## start MATERIAL PROVIDED
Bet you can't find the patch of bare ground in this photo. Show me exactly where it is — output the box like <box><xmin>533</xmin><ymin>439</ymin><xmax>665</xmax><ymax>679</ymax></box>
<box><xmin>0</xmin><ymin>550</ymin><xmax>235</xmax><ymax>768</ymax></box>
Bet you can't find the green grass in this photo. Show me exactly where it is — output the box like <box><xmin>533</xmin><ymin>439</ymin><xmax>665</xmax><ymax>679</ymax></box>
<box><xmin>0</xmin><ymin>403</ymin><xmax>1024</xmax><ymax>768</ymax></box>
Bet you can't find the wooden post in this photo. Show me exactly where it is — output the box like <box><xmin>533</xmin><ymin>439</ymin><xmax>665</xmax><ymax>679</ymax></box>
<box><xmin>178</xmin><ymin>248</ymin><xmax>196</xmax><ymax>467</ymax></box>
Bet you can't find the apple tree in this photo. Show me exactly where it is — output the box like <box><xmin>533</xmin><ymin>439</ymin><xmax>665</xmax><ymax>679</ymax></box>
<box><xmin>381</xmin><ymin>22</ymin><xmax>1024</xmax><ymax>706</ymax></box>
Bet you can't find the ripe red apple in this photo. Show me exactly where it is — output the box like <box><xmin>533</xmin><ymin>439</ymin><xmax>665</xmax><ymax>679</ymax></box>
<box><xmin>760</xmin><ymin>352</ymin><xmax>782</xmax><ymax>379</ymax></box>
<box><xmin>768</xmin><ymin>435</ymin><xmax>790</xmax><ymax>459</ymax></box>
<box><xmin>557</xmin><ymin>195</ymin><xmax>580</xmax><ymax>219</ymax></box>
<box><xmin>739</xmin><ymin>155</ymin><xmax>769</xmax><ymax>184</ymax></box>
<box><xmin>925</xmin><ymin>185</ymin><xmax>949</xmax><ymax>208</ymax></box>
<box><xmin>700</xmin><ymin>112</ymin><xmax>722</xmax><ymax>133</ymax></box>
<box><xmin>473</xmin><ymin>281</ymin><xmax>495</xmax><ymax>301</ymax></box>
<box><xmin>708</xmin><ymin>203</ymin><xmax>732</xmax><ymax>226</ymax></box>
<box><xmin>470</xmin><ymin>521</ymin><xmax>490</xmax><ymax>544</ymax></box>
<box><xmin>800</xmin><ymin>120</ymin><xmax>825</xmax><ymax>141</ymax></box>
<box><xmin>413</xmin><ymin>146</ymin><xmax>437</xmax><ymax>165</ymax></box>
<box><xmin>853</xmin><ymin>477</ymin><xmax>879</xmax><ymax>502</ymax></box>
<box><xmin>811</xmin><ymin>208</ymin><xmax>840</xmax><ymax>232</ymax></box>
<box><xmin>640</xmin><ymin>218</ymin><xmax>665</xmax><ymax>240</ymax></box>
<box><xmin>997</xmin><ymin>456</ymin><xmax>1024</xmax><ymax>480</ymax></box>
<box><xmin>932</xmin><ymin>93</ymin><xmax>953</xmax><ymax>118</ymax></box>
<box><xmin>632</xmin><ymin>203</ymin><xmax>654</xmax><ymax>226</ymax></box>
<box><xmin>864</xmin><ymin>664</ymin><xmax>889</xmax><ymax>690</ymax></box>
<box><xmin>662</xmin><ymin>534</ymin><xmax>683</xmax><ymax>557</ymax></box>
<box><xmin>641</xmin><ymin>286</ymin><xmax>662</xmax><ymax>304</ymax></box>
## end MATERIAL PROVIDED
Copy out all of the lines above exactly.

CORRECT RESULT:
Bet you can't find the patch of bare ground in this photo. Show me exactly where it is — output the box like <box><xmin>533</xmin><ymin>439</ymin><xmax>665</xmax><ymax>679</ymax></box>
<box><xmin>0</xmin><ymin>550</ymin><xmax>235</xmax><ymax>768</ymax></box>
Bet you can't find the green grass in this photo. Show me exactly where it is — output the box like <box><xmin>533</xmin><ymin>439</ymin><xmax>665</xmax><ymax>679</ymax></box>
<box><xmin>0</xmin><ymin>403</ymin><xmax>1024</xmax><ymax>768</ymax></box>
Bet you can't find the wooden post in this photo. Show me exactly where it is — output the box like <box><xmin>533</xmin><ymin>439</ymin><xmax>665</xmax><ymax>679</ymax></box>
<box><xmin>178</xmin><ymin>248</ymin><xmax>196</xmax><ymax>467</ymax></box>
Bet you can't find the apple tree in this photo. Show me exactly where it is — output the box like <box><xmin>533</xmin><ymin>439</ymin><xmax>665</xmax><ymax>679</ymax></box>
<box><xmin>381</xmin><ymin>22</ymin><xmax>1024</xmax><ymax>706</ymax></box>
Bet you can't find the ripe red apple in this photo. Show me exactly where it is — output the box like <box><xmin>533</xmin><ymin>439</ymin><xmax>665</xmax><ymax>679</ymax></box>
<box><xmin>760</xmin><ymin>352</ymin><xmax>782</xmax><ymax>379</ymax></box>
<box><xmin>768</xmin><ymin>435</ymin><xmax>790</xmax><ymax>459</ymax></box>
<box><xmin>557</xmin><ymin>195</ymin><xmax>580</xmax><ymax>219</ymax></box>
<box><xmin>739</xmin><ymin>155</ymin><xmax>769</xmax><ymax>184</ymax></box>
<box><xmin>925</xmin><ymin>185</ymin><xmax>949</xmax><ymax>208</ymax></box>
<box><xmin>700</xmin><ymin>112</ymin><xmax>722</xmax><ymax>133</ymax></box>
<box><xmin>473</xmin><ymin>281</ymin><xmax>495</xmax><ymax>301</ymax></box>
<box><xmin>708</xmin><ymin>203</ymin><xmax>732</xmax><ymax>226</ymax></box>
<box><xmin>470</xmin><ymin>521</ymin><xmax>490</xmax><ymax>544</ymax></box>
<box><xmin>800</xmin><ymin>120</ymin><xmax>825</xmax><ymax>141</ymax></box>
<box><xmin>413</xmin><ymin>146</ymin><xmax>437</xmax><ymax>165</ymax></box>
<box><xmin>853</xmin><ymin>477</ymin><xmax>879</xmax><ymax>502</ymax></box>
<box><xmin>811</xmin><ymin>208</ymin><xmax>840</xmax><ymax>232</ymax></box>
<box><xmin>640</xmin><ymin>218</ymin><xmax>665</xmax><ymax>240</ymax></box>
<box><xmin>997</xmin><ymin>456</ymin><xmax>1024</xmax><ymax>480</ymax></box>
<box><xmin>932</xmin><ymin>93</ymin><xmax>953</xmax><ymax>118</ymax></box>
<box><xmin>632</xmin><ymin>203</ymin><xmax>654</xmax><ymax>226</ymax></box>
<box><xmin>864</xmin><ymin>664</ymin><xmax>889</xmax><ymax>690</ymax></box>
<box><xmin>662</xmin><ymin>534</ymin><xmax>683</xmax><ymax>557</ymax></box>
<box><xmin>641</xmin><ymin>286</ymin><xmax>662</xmax><ymax>304</ymax></box>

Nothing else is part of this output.